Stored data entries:

---------------

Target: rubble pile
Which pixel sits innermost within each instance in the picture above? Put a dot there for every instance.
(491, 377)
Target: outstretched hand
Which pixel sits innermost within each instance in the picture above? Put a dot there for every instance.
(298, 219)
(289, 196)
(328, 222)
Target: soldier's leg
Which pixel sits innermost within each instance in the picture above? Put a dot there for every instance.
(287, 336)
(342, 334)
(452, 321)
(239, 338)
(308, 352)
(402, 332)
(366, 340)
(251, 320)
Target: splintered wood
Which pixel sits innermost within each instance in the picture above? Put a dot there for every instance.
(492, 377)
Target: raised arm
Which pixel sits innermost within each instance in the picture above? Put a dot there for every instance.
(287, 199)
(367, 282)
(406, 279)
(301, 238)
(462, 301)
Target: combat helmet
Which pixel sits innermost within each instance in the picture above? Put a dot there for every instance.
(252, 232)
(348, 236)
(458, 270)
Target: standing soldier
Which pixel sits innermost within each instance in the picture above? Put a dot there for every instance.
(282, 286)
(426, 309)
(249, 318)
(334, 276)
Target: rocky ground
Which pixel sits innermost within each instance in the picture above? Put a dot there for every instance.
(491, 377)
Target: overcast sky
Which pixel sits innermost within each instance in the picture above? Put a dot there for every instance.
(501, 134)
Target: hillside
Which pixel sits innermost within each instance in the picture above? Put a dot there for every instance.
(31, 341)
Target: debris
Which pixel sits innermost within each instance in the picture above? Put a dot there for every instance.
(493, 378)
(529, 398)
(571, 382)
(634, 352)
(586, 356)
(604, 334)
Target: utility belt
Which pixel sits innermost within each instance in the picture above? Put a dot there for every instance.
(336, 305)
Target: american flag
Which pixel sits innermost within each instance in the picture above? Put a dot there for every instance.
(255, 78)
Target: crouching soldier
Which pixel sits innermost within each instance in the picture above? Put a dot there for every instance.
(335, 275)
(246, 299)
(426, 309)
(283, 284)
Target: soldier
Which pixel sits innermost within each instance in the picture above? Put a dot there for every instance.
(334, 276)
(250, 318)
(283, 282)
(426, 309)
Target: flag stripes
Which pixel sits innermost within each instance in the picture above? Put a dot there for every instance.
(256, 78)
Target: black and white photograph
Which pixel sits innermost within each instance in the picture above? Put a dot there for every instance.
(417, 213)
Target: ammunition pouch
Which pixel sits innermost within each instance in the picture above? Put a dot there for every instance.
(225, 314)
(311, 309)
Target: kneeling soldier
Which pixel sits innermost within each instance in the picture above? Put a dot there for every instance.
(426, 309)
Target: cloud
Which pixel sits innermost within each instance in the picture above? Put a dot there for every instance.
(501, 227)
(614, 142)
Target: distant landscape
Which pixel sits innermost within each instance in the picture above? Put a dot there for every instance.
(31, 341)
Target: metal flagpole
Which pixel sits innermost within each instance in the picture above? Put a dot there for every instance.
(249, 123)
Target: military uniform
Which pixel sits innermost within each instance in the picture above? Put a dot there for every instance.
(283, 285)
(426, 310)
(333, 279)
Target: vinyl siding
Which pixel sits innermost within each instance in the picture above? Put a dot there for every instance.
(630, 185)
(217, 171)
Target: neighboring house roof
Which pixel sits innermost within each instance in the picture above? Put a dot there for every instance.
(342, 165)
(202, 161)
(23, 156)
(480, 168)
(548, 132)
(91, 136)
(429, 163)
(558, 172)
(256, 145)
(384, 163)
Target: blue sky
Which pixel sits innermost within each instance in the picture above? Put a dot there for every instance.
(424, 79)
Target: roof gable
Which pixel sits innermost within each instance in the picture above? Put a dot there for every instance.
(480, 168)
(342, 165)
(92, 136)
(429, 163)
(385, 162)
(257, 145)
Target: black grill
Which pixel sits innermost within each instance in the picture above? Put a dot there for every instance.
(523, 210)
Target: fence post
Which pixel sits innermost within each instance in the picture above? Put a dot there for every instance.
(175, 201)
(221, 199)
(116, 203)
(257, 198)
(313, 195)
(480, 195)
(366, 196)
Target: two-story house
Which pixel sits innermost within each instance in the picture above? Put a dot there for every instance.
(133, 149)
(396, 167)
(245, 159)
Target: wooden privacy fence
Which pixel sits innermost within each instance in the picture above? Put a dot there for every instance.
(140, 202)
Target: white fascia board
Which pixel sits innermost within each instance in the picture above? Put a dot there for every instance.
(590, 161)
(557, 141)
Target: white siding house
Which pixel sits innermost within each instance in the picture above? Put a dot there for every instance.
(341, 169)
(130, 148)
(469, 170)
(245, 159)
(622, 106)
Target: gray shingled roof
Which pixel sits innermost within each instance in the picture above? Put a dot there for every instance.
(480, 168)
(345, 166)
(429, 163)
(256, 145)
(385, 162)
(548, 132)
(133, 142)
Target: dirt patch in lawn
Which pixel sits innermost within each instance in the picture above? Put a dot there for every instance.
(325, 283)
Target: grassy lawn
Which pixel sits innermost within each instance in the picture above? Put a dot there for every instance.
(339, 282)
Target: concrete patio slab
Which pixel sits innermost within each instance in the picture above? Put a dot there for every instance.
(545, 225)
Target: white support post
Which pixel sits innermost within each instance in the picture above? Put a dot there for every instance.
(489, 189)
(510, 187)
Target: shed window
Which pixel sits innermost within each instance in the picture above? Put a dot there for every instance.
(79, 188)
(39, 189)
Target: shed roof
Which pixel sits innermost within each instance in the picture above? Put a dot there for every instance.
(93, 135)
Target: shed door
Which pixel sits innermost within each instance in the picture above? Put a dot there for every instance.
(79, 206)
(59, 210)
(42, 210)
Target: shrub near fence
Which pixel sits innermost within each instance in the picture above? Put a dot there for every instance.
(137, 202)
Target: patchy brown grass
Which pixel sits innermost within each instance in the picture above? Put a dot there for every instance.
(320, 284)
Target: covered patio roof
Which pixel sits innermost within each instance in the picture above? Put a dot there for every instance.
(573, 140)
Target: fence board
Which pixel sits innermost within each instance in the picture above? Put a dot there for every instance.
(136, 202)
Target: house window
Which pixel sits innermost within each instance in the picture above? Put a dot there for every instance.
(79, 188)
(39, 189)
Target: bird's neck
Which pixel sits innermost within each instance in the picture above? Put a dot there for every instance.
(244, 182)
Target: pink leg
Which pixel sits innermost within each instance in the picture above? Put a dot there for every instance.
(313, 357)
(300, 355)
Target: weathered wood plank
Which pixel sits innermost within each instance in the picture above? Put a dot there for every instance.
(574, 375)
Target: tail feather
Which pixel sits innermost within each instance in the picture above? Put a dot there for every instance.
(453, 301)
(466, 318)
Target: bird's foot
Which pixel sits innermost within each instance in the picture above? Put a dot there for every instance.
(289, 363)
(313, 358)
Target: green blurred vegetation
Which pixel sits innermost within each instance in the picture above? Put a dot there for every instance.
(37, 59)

---------------

Problem to work on — The lines to retype run from the start of the entries through the line containing "Target: combat helmet"; reproduce them exactly and add nothing.

Answer area —
Target: rubble pile
Which pixel sits innermost within each instance in the picture above? Put a dot there for every instance.
(491, 377)
Target: outstretched hand
Which pixel sits innermost within each instance in the picture above? Put a dot there for every instance.
(298, 219)
(289, 196)
(328, 222)
Target: soldier's leg
Which pixel sits innermost within each instance in the picture above? Put a dot there for every instance.
(287, 336)
(342, 334)
(452, 321)
(239, 338)
(308, 352)
(402, 332)
(366, 340)
(251, 320)
Target: splintered wood
Which pixel sits innermost within each instance in the picture above? Put a dot there for every instance.
(492, 377)
Target: raised arm
Which pixel sits innermost within each instance in the picture above? Put a dot there for every instance.
(287, 199)
(367, 282)
(406, 279)
(301, 238)
(462, 301)
Target: combat helmet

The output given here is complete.